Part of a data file
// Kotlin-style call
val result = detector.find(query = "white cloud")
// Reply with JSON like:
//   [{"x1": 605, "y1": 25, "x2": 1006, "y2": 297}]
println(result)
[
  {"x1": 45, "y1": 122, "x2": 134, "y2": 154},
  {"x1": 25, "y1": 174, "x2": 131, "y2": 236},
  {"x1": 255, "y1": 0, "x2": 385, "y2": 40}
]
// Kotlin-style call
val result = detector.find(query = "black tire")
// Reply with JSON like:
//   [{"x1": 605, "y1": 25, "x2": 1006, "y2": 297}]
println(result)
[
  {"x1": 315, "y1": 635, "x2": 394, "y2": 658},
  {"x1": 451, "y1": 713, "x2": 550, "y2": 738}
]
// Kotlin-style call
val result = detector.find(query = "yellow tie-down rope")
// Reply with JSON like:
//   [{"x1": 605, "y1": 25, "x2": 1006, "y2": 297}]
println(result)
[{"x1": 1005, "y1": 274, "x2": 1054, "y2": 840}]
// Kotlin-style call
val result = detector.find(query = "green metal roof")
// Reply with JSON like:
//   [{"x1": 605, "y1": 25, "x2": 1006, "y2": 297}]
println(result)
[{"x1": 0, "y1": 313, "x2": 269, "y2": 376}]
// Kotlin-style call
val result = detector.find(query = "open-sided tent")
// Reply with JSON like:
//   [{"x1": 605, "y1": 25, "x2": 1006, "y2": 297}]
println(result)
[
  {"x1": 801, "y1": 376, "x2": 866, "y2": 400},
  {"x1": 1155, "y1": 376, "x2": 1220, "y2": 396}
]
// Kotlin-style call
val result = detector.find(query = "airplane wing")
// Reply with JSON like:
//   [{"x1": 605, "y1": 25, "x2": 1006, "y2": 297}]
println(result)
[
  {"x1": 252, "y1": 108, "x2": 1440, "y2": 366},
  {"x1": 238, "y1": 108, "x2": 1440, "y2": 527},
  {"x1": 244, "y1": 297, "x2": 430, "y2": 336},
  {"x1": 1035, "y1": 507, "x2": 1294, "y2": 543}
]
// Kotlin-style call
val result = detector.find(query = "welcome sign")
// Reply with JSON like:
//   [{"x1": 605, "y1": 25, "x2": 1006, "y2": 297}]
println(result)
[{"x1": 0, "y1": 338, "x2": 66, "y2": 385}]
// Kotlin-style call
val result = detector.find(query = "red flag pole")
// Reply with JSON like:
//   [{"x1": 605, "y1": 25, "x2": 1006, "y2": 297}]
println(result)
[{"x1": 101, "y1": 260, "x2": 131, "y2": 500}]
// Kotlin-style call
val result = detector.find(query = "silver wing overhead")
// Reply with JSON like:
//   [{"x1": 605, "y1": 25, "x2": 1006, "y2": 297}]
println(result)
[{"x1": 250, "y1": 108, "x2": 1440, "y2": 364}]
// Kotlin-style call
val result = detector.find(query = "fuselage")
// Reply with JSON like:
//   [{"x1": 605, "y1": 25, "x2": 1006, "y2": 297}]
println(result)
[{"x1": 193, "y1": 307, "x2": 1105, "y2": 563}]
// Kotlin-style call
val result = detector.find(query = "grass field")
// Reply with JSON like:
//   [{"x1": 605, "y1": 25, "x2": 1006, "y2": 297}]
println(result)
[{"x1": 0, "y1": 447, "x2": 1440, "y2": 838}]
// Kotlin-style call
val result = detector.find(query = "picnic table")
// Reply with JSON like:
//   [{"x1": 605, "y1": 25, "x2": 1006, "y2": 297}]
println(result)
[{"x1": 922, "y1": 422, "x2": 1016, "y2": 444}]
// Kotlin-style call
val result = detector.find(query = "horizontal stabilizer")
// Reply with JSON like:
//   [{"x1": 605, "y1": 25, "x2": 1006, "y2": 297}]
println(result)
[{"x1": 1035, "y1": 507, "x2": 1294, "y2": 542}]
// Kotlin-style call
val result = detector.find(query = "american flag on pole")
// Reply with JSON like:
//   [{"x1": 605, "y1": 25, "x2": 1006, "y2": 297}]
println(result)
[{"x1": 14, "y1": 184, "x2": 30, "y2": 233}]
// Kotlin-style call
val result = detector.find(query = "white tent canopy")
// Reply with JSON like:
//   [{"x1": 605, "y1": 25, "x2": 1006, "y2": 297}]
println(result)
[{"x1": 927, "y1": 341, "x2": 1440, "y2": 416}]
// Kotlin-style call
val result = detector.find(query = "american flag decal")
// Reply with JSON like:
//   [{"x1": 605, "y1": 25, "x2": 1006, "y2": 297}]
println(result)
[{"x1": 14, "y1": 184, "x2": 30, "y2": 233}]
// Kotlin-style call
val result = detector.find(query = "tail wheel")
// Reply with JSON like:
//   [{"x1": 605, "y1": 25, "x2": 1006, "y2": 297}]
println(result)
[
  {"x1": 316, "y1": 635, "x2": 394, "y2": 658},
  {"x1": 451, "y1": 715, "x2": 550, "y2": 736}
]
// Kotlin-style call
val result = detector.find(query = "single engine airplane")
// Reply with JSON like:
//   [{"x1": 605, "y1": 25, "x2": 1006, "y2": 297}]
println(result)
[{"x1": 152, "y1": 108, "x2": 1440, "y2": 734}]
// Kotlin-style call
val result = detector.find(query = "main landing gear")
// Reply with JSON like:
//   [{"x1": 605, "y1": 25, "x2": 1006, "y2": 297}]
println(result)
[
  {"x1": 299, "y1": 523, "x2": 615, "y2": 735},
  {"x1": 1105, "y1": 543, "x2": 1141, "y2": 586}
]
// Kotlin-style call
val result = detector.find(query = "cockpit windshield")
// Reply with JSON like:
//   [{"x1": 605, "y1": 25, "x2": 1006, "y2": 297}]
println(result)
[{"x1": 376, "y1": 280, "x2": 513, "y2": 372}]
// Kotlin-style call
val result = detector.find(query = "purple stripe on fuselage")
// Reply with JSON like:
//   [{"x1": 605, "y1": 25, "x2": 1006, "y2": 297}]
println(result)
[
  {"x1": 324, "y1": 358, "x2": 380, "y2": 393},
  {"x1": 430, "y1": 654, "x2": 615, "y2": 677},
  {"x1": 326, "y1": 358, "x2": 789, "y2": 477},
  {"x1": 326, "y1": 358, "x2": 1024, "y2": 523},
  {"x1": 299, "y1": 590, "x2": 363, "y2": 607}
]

> **Instructions for the task**
Collect every line of the listing above that contains the string "wing", matching case exactly.

> **Result for this exercise**
val result = detector.find(query = "airplane wing")
val result = detector.find(query = "silver wing overhead")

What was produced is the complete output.